**WHAT YOU HAVE TO DO**. Starting at the first line of the records below, transcribe each line exactly, ending with the line that contains "Target: reflection of tree".

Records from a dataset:
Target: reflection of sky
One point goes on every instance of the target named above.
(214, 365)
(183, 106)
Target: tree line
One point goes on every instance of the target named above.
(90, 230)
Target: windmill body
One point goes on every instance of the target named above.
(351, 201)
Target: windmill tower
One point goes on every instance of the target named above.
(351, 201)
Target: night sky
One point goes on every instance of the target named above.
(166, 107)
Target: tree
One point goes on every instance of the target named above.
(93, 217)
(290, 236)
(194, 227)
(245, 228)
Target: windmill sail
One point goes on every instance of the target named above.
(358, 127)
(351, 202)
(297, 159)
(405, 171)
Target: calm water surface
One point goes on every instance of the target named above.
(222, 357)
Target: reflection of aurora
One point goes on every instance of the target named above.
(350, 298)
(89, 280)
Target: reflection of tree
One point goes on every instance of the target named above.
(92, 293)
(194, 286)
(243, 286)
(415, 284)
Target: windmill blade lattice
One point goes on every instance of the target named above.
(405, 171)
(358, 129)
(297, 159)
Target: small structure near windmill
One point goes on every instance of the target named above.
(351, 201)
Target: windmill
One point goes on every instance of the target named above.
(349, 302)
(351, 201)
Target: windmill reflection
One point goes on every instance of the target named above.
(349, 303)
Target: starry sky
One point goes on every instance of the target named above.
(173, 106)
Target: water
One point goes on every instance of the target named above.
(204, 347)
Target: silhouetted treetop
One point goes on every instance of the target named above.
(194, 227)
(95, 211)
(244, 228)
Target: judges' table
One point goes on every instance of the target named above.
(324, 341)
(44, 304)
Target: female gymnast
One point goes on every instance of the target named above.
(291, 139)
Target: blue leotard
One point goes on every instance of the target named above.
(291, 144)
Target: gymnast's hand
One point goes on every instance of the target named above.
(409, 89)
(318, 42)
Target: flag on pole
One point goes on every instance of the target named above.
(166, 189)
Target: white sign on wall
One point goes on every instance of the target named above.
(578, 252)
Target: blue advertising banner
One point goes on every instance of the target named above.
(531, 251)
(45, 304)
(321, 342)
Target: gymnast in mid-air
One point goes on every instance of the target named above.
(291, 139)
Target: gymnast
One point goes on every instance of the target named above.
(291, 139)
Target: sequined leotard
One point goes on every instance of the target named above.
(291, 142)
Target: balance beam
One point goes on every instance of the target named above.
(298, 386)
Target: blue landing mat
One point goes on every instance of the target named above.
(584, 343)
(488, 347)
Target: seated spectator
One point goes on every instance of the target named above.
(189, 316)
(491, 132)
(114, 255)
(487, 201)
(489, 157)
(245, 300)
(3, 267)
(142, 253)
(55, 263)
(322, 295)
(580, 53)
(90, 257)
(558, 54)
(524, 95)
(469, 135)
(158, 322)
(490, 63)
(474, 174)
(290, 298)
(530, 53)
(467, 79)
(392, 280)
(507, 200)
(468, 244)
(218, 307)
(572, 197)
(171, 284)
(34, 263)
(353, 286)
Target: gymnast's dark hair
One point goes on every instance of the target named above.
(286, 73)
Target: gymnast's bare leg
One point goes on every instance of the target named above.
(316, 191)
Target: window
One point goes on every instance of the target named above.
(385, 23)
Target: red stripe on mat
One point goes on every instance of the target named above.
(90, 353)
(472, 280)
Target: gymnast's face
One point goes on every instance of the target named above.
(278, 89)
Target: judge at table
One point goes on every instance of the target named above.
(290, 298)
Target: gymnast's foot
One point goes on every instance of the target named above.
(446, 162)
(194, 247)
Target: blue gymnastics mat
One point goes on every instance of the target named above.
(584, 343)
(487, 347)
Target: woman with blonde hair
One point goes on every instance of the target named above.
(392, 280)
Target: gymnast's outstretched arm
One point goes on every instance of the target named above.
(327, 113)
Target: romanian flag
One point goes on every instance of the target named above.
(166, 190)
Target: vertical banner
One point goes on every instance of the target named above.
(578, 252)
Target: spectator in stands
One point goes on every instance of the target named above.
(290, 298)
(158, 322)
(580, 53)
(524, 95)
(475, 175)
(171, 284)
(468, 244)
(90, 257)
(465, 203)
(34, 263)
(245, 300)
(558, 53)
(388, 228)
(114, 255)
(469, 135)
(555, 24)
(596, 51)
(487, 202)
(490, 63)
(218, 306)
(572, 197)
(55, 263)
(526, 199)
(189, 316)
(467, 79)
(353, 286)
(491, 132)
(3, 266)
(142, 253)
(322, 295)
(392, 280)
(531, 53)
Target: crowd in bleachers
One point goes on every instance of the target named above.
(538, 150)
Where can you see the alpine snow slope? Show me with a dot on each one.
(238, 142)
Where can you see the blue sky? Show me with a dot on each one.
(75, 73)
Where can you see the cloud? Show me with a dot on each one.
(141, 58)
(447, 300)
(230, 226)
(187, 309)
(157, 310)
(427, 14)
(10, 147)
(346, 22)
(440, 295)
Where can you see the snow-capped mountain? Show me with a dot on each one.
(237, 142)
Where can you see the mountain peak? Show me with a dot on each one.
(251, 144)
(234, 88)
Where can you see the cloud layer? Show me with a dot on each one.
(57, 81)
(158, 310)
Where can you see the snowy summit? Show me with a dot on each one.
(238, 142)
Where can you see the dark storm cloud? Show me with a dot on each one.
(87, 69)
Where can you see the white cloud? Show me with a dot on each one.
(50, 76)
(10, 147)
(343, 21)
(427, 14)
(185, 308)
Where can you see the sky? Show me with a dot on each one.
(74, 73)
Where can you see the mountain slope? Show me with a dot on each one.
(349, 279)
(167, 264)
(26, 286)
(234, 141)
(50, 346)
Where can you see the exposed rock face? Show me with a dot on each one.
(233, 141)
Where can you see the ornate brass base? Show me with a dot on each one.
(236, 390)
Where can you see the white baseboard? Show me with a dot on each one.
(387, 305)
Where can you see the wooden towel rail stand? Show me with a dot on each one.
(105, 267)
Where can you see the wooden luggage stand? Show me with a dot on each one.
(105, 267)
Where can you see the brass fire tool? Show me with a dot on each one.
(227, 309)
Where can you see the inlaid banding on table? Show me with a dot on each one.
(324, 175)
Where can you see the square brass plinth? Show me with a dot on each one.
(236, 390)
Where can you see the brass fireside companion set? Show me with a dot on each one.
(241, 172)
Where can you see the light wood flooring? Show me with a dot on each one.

**RESULT**.
Target: reflection of sky
One point goes on every instance of the target named above.
(214, 365)
(183, 106)
Target: tree line
One point goes on every instance of the target named above.
(90, 230)
Target: windmill body
One point goes on every instance of the target named above.
(351, 201)
Target: windmill tower
One point goes on every instance of the target named above.
(351, 201)
Target: night sky
One point goes on every instance of the target named above.
(166, 107)
Target: tree
One point goes on every instance of the target named above.
(93, 217)
(290, 236)
(194, 227)
(245, 228)
Target: windmill sail
One point goes on every instance of the target named above.
(358, 127)
(351, 202)
(297, 159)
(405, 171)
Target: calm water surface
One point goes on every instance of the target named above.
(222, 357)
Target: reflection of aurora
One point goes on every instance of the target named above.
(350, 298)
(89, 280)
Target: reflection of tree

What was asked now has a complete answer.